• **Provided information**
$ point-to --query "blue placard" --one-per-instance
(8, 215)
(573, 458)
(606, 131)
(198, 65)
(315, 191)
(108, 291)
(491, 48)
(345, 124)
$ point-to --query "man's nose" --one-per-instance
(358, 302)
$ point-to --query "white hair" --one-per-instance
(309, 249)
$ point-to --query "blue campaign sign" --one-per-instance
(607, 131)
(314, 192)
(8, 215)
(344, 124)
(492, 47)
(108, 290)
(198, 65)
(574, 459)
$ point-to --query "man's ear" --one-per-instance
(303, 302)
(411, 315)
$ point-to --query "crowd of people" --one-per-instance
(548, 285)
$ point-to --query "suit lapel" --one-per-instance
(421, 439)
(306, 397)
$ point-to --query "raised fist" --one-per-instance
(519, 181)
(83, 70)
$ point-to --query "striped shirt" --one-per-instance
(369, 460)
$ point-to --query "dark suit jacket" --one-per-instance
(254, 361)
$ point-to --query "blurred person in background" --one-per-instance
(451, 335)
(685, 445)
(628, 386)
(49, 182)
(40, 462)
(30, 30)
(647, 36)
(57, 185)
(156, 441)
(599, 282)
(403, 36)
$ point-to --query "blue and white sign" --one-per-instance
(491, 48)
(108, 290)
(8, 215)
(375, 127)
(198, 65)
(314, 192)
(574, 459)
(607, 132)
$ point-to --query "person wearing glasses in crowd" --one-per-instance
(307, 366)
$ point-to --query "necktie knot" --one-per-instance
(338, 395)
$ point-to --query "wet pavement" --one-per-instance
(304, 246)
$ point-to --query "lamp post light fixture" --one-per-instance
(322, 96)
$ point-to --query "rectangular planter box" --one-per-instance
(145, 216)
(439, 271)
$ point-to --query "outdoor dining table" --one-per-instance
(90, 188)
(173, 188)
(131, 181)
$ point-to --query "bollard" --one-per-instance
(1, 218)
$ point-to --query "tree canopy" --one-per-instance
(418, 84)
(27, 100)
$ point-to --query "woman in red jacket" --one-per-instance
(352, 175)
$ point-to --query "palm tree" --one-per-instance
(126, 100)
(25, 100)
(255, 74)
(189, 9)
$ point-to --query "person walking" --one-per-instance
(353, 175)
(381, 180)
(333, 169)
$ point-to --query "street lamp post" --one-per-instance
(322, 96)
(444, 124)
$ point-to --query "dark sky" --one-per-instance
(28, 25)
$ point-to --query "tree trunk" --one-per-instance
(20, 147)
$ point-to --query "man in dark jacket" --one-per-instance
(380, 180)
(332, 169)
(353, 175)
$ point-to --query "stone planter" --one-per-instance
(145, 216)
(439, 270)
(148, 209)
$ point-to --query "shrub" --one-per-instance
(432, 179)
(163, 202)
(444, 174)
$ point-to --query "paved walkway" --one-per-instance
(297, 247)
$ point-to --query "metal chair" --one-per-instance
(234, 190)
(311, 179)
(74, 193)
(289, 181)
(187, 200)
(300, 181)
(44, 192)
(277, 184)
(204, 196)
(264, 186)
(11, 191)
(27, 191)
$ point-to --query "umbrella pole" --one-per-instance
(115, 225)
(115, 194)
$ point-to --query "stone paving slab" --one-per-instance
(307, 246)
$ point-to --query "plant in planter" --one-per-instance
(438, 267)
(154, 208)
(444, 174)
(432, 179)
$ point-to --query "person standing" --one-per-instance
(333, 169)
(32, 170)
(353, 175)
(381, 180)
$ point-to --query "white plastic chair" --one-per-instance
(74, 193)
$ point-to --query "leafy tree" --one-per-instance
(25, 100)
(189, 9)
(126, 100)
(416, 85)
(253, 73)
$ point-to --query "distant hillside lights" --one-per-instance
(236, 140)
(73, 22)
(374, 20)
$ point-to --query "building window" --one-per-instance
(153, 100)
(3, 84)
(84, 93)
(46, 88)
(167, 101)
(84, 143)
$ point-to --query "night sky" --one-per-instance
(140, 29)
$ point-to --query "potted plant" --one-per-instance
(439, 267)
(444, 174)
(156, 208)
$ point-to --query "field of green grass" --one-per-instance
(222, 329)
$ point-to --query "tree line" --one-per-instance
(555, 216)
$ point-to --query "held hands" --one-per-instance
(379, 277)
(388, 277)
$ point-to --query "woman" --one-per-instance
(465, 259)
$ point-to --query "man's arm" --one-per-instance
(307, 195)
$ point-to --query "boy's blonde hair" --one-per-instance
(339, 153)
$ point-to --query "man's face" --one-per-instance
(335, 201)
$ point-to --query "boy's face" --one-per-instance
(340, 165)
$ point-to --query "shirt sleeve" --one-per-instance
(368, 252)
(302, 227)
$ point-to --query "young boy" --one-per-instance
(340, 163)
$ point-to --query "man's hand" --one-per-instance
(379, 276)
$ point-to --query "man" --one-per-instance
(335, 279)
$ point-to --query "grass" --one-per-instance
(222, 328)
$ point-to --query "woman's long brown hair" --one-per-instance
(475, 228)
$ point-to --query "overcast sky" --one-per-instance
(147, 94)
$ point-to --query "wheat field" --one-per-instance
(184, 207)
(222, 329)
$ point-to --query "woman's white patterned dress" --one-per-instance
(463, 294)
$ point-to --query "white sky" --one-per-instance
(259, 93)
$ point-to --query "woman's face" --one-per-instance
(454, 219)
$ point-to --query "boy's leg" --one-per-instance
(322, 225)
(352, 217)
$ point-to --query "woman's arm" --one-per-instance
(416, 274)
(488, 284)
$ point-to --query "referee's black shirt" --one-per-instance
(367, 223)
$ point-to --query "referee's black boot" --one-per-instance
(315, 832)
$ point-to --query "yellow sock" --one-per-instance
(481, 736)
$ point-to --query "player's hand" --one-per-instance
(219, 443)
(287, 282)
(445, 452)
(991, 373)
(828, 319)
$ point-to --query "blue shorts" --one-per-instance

• **What to produce**
Could you write out all the records exactly, please?

• **Your solution**
$ point-to --query "blue placard" --one-per-instance
(8, 215)
(573, 458)
(606, 131)
(198, 65)
(315, 191)
(108, 291)
(491, 48)
(345, 124)
$ point-to --query "man's nose" --one-per-instance
(358, 302)
$ point-to --query "white hair" --one-per-instance
(309, 249)
$ point-to --query "blue campaign sign" --one-per-instance
(607, 131)
(314, 192)
(8, 215)
(344, 124)
(492, 47)
(108, 290)
(198, 65)
(574, 459)
$ point-to --query "man's ear" --one-per-instance
(303, 302)
(411, 315)
$ point-to --query "crowd of people" --one-per-instance
(548, 285)
$ point-to --query "suit lapel" --one-per-instance
(421, 439)
(306, 397)
$ point-to --query "raised fist" --one-per-instance
(519, 181)
(83, 70)
$ point-to --query "striped shirt" --one-per-instance
(369, 460)
$ point-to --query "dark suit jacket" --one-per-instance
(254, 361)
$ point-to --query "blurred person in background" --one-per-instance
(451, 335)
(685, 445)
(628, 386)
(49, 182)
(40, 462)
(30, 30)
(647, 36)
(57, 185)
(156, 441)
(599, 282)
(403, 36)
$ point-to --query "blue and white sign" --one-per-instance
(491, 48)
(108, 290)
(8, 215)
(375, 127)
(198, 65)
(314, 192)
(574, 459)
(607, 132)
$ point-to --query "person wearing glasses in crowd" --one-per-instance
(307, 366)
$ point-to --query "necktie knot" --one-per-instance
(338, 395)
$ point-to --query "wet pavement" --one-per-instance
(304, 246)
$ point-to --query "lamp post light fixture" --one-per-instance
(322, 96)
$ point-to --query "rectangular planter box" --one-per-instance
(145, 216)
(439, 271)
$ point-to --query "outdoor dining table" --one-per-instance
(90, 188)
(173, 188)
(131, 181)
$ point-to --query "bollard" --one-per-instance
(1, 218)
$ point-to --query "tree canopy" --one-per-instance
(418, 84)
(27, 100)
$ point-to --query "woman in red jacket" --one-per-instance
(352, 175)
$ point-to --query "palm tree" --one-per-instance
(126, 100)
(25, 100)
(255, 74)
(189, 9)
$ point-to --query "person walking" --one-per-instance
(353, 175)
(381, 180)
(333, 169)
$ point-to --query "street lamp post" --one-per-instance
(322, 96)
(444, 124)
$ point-to --query "dark sky" --one-per-instance
(28, 25)
$ point-to --query "tree trunk" --one-per-instance
(20, 147)
$ point-to --query "man in dark jacket" --one-per-instance
(380, 180)
(332, 169)
(353, 175)
$ point-to --query "stone planter" --one-per-instance
(145, 216)
(439, 270)
(148, 209)
$ point-to --query "shrub" --one-per-instance
(432, 179)
(163, 202)
(444, 174)
$ point-to --query "paved walkway" --one-per-instance
(297, 247)
$ point-to --query "metal chair" --one-per-instance
(234, 190)
(311, 179)
(74, 193)
(289, 181)
(187, 200)
(300, 181)
(44, 192)
(277, 184)
(204, 196)
(264, 186)
(11, 191)
(27, 191)
$ point-to --query "umbrella pole" --one-per-instance
(115, 225)
(115, 194)
$ point-to --query "stone paving slab" --one-per-instance
(307, 246)
$ point-to --query "plant in planter" --one-per-instance
(438, 267)
(154, 208)
(444, 174)
(432, 179)
$ point-to --query "person standing" --one-per-instance
(333, 169)
(32, 170)
(353, 175)
(381, 180)
$ point-to --query "white plastic chair" --one-per-instance
(74, 193)
$ point-to --query "leafy tree" --one-per-instance
(25, 100)
(189, 9)
(126, 100)
(416, 85)
(253, 73)
$ point-to --query "distant hillside lights" --one-per-instance
(236, 140)
(73, 22)
(374, 20)
$ point-to --query "building window" --one-per-instance
(153, 100)
(3, 84)
(84, 93)
(46, 88)
(167, 101)
(84, 143)
$ point-to --query "night sky" --one-per-instance
(140, 29)
$ point-to --query "potted plant" --one-per-instance
(439, 267)
(444, 174)
(156, 208)
$ point-to --query "field of green grass" --one-per-instance
(222, 329)
$ point-to --query "tree line" --one-per-instance
(555, 216)
$ point-to --query "held hands" --one-per-instance
(379, 277)
(388, 277)
$ point-to --query "woman" --one-per-instance
(465, 259)
$ point-to --query "man's arm" --one-per-instance
(307, 195)
$ point-to --query "boy's blonde hair" --one-per-instance
(339, 153)
$ point-to --query "man's face" --one-per-instance
(335, 201)
$ point-to --query "boy's face" --one-per-instance
(340, 165)
$ point-to --query "shirt sleeve" --one-per-instance
(368, 252)
(302, 227)
$ point-to --query "young boy" --one-per-instance
(340, 163)
$ point-to --query "man's hand" --one-per-instance
(379, 276)
$ point-to --query "man" --one-per-instance
(335, 279)
$ point-to --query "grass" --one-per-instance
(222, 328)
$ point-to --query "woman's long brown hair" --one-per-instance
(475, 228)
$ point-to --query "overcast sky" --one-per-instance
(147, 94)
$ point-to --query "wheat field" --one-per-instance
(184, 207)
(222, 329)
$ point-to --query "woman's white patterned dress" --one-per-instance
(463, 294)
$ point-to --query "white sky" --one-per-instance
(259, 93)
$ point-to --query "woman's face" --one-per-instance
(454, 219)
$ point-to --query "boy's leg" --one-per-instance
(322, 225)
(352, 217)
$ point-to --query "woman's arm" --one-per-instance
(416, 274)
(488, 284)
$ point-to --query "referee's black shirt" --one-per-instance
(367, 223)
$ point-to --query "referee's black boot" --one-per-instance
(315, 832)
$ point-to --query "yellow sock" --one-per-instance
(481, 736)
$ point-to --query "player's hand" --one-per-instance
(219, 443)
(287, 282)
(445, 452)
(991, 373)
(828, 319)
$ point-to --query "blue shorts" --one-per-instance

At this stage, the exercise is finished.